- [The task]: Repeat each of the records below word for word, leaving out the pictures.

- [Entries provided]:
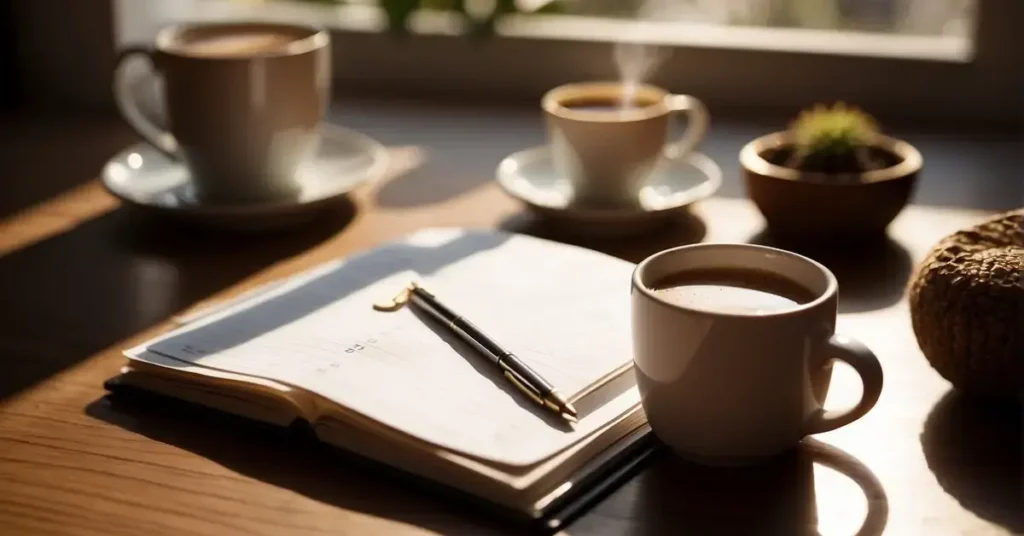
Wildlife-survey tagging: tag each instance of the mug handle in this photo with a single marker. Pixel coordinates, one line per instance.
(156, 136)
(695, 129)
(863, 361)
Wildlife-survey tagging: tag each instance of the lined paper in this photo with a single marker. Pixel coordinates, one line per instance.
(562, 310)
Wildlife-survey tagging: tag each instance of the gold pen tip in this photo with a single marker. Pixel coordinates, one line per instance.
(570, 410)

- [Written response]:
Wildlife-survey tagging: tag each instance of the mug handle in this photo with a single marker. Pixel coordinates, one line per instance.
(156, 136)
(695, 129)
(863, 361)
Wildlife-survey tagging: tag each instance of the lined paper in this photo with a single marker. Pixel coordinates, one line per instance.
(562, 310)
Wildlife-survey tagging: tag each instance of the gold pen tip in this photo with a single marker. Pixel coordinates, one line per instance.
(570, 410)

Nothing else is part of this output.